>> begin Provided data

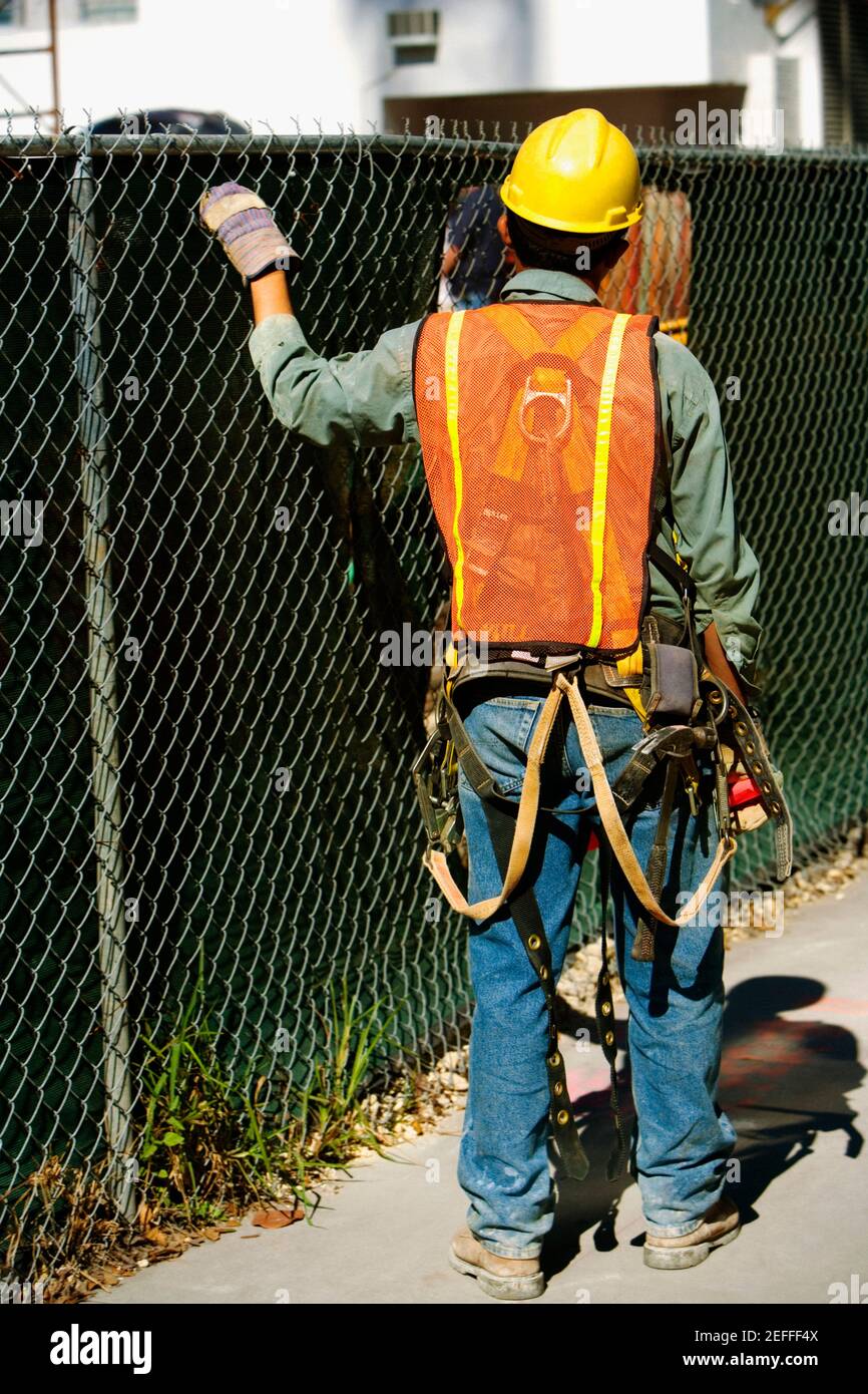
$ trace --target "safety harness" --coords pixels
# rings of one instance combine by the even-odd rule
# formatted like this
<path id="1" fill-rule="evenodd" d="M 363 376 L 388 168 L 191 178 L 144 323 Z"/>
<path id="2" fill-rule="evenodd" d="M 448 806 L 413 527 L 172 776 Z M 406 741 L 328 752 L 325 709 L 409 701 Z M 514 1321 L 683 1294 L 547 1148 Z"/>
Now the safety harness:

>> end Provided data

Update every row so that "safety harness" becomes "climbing harness" and nothing else changes. Leave the pictures out of your answer.

$ trace --target "climbing harness" --coords pixels
# rings of one instance combine by the even-odd rule
# formatted like this
<path id="1" fill-rule="evenodd" d="M 363 376 L 388 168 L 191 178 L 144 323 Z"/>
<path id="2" fill-rule="evenodd" d="M 448 806 L 413 527 L 172 776 Z M 406 741 L 328 752 L 325 709 L 409 701 Z M 514 1321 L 683 1294 L 547 1148 Z"/>
Now the climbing harness:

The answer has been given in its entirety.